▶ **Do this**: Write every line out verbatim and omit the pictures.

╔══

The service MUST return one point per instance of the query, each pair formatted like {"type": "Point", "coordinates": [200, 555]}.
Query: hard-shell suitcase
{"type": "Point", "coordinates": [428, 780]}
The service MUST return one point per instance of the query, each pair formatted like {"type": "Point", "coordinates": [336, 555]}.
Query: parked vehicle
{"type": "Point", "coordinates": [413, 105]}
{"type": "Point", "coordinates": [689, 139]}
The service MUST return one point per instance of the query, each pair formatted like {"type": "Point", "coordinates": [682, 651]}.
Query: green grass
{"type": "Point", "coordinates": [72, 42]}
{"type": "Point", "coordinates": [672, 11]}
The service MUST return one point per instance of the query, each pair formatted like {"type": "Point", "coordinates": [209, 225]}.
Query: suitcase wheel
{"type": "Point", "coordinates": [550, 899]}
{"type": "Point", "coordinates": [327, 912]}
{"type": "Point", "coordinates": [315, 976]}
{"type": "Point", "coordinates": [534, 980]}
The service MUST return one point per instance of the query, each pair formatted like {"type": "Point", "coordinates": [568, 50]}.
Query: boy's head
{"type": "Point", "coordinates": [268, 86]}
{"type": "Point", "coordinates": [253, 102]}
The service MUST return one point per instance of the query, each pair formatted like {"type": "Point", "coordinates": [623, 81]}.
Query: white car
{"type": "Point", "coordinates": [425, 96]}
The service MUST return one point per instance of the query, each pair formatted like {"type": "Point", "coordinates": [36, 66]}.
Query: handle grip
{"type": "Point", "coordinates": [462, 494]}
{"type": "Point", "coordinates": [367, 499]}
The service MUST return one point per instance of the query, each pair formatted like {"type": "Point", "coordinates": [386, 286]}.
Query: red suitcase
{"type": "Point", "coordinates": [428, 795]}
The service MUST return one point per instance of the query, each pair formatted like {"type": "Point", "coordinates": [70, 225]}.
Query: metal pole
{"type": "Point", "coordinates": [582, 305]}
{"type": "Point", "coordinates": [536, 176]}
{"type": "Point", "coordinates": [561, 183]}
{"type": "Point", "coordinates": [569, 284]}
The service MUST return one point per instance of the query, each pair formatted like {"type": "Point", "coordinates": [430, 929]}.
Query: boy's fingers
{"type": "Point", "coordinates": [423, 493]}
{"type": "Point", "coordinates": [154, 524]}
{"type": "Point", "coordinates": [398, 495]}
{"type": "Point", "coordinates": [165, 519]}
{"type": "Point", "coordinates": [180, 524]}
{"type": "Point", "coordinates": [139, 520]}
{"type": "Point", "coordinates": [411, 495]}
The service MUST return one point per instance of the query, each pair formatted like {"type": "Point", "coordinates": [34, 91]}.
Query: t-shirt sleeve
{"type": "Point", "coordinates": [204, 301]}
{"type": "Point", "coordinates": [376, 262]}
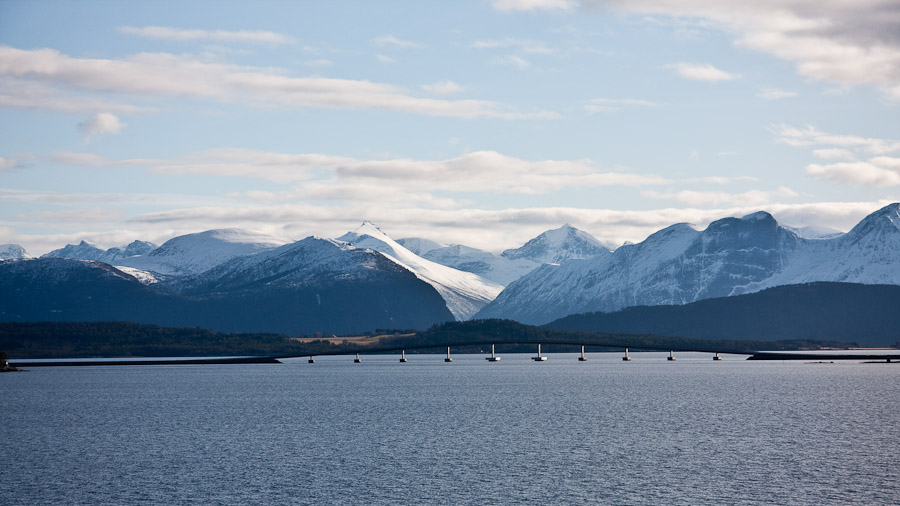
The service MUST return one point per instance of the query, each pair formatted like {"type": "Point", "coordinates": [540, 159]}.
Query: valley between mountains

╚══

▶ **Output for this exercise**:
The service MUST return one point per instance of the query, each pair formatted like {"type": "Point", "coordinates": [200, 555]}.
Query: hard-shell suitcase
{"type": "Point", "coordinates": [428, 780]}
The service MUST return one point per instance of the query, each pair formatted like {"type": "Point", "coordinates": [336, 555]}.
Query: parked vehicle
{"type": "Point", "coordinates": [413, 105]}
{"type": "Point", "coordinates": [689, 139]}
The service MUST return one point per instance of the query, each pair formatted like {"type": "Point", "coordinates": [682, 651]}.
Query: green grass
{"type": "Point", "coordinates": [72, 42]}
{"type": "Point", "coordinates": [672, 11]}
The service MUST return one point per instance of the query, each pair formatted like {"type": "Point", "coordinates": [209, 225]}.
Query: suitcase wheel
{"type": "Point", "coordinates": [550, 899]}
{"type": "Point", "coordinates": [327, 912]}
{"type": "Point", "coordinates": [315, 976]}
{"type": "Point", "coordinates": [534, 980]}
The service MUST return one point per instance of the query, each pair formatted like {"type": "Point", "coordinates": [568, 50]}.
Query: boy's head
{"type": "Point", "coordinates": [268, 86]}
{"type": "Point", "coordinates": [253, 102]}
The service MUST return one point per instance of the query, each pair formatted like {"type": "Point", "coordinates": [623, 81]}.
Query: white car
{"type": "Point", "coordinates": [425, 96]}
The service MUST return one point per instance of the query, each pair formatted like {"type": "Point", "coordinates": [36, 66]}.
Query: handle grip
{"type": "Point", "coordinates": [462, 494]}
{"type": "Point", "coordinates": [367, 499]}
The service MUST return one point per instance of the query, each pair formatted like {"type": "Point", "coordinates": [386, 286]}.
Query: red suitcase
{"type": "Point", "coordinates": [428, 795]}
The service MUST return one point per instance of the query, each pair formatted like {"type": "Point", "coordinates": [70, 225]}.
Query: metal pole
{"type": "Point", "coordinates": [582, 305]}
{"type": "Point", "coordinates": [536, 176]}
{"type": "Point", "coordinates": [561, 183]}
{"type": "Point", "coordinates": [569, 284]}
The service MUST return one point per instance of the query, each pair formatted like {"type": "Point", "coordinates": [430, 929]}.
Query: boy's fingers
{"type": "Point", "coordinates": [423, 493]}
{"type": "Point", "coordinates": [154, 524]}
{"type": "Point", "coordinates": [398, 495]}
{"type": "Point", "coordinates": [165, 519]}
{"type": "Point", "coordinates": [180, 524]}
{"type": "Point", "coordinates": [139, 520]}
{"type": "Point", "coordinates": [411, 495]}
The service MUST return one point per instance of the query, each pair formatted like {"type": "Point", "coordinates": [34, 91]}.
Query: t-shirt sleeve
{"type": "Point", "coordinates": [204, 301]}
{"type": "Point", "coordinates": [376, 262]}
The service MUST return one point per instance of the query, each pair formatted like {"type": "Point", "coordinates": [540, 159]}.
Query: valley between mountains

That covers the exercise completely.